- **What is being asked**:
Arrange every line of the entries below into a numbered list, skipping blank lines and omitting the pictures.

═══ Supplied records ═══

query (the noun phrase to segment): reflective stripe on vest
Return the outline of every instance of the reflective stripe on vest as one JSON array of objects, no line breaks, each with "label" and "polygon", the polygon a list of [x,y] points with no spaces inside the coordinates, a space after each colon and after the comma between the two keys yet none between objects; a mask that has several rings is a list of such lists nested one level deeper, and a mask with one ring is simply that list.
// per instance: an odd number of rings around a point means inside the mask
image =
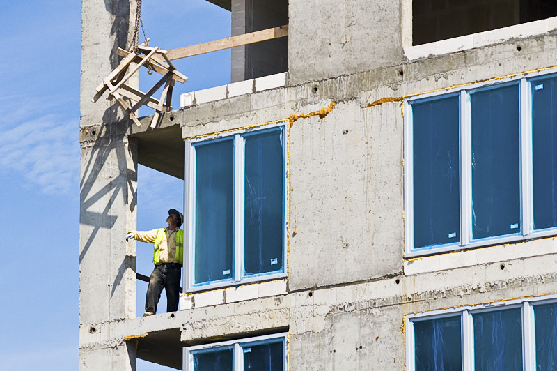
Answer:
[{"label": "reflective stripe on vest", "polygon": [[[159,228],[157,231],[157,237],[155,238],[155,251],[153,252],[152,262],[155,265],[158,265],[161,262],[160,257],[159,256],[159,246],[162,242],[162,238],[164,238],[166,232],[164,228]],[[176,252],[174,259],[180,262],[180,264],[183,264],[184,257],[184,231],[178,229],[176,232]]]}]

═══

- **Written answer**:
1. query (the noun phrase to segment): reflective stripe on vest
2. Return the outline of every instance of the reflective stripe on vest as one JSON array of objects, no line breaks, each with "label" and "polygon", the polygon a list of [x,y] points with no spaces inside the coordinates, a space after each colon and after the comma between the two keys yet none between objects; a mask that has several rings is a list of such lists nested one level deeper, and a mask with one ring is simply that list.
3. // per instance: an odd number of rings around a point means inside the mask
4. image =
5. Answer:
6. [{"label": "reflective stripe on vest", "polygon": [[[159,228],[157,231],[157,237],[155,238],[155,251],[153,252],[152,262],[155,265],[158,265],[161,262],[160,257],[159,256],[159,246],[162,242],[162,238],[164,238],[166,232],[164,228]],[[176,252],[174,259],[180,262],[180,264],[183,264],[184,257],[184,231],[178,229],[176,232]]]}]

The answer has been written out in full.